Solo tenía cinco años, en el año 1978, cuando mis padres me llevaron a la clínica debido a problemas de crecimiento y desarrollo. Un médico, que me atendía, me decía que tenía que buscarlo solo porque él podía "curarme". Según él, tenía un problema en el pene que necesitaba ser tratado. Recuerdo sentirme pequeño y vulnerable, acostado en la camilla, mientras él insistía en que lo nuestro era un "trato" que no debía contar a nadie.
Las noches se convirtieron en un verdadero tormento. Me orinaba en la cama, y por ello recibía castigos brutales. La confusión y el miedo me llevaron a pelear con todo el mundo; no quería saber nada de la vida. Algo extraño me sucedía, pero no podía comprender qué era. Dejé de orinarme en la cama a los 11 años, pero las pesadillas continuaron, atormentándome en el silencio de la noche.
□ □ □
¿Puedes proseguir el relato en primera persona sobre los abusos sufridos en la infancia a partir de su última oración? Este material no interviene en el ejercicio.

Datos para señalar regiones:
□ □ □
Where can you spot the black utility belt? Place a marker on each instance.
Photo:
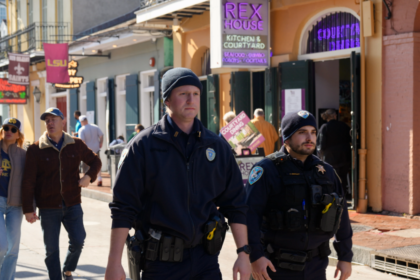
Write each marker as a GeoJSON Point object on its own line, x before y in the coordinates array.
{"type": "Point", "coordinates": [296, 260]}
{"type": "Point", "coordinates": [171, 249]}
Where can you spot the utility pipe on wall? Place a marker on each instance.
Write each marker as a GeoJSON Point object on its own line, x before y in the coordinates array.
{"type": "Point", "coordinates": [362, 201]}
□ □ □
> **Respuesta al ejercicio**
Mi maestra, sin comprender mi sufrimiento, llamó a mi madre y me acusó de ser un "maricón afeminado" que debía ser "enmendado a palo". Así lo hicieron mi padre adoptivo y sus hijos, perpetuando un ciclo de violencia que dejó huellas profundas en mí. Decidí irme del país, huyendo de un pasado que me perseguía. Pasaron muchos años sin que quisiera regresar a Costa Rica; todo lo relacionado con el país me traía dolor y angustia.
Me pregunto, al escuchar a algunos connacionales hablar de Chavela Vargas y su supuesto odio hacia Costa Rica, qué recuerdos la hicieron tanto daño para jamás querer regresar a su patria.
Chavela, con su voz rasgada y su espíritu indomable, es un símbolo de la lucha y el sufrimiento, y yo no puedo evitar pensar que su rechazo a su tierra natal provino de heridas profundas, similares a las que muchos de nosotros llevamos.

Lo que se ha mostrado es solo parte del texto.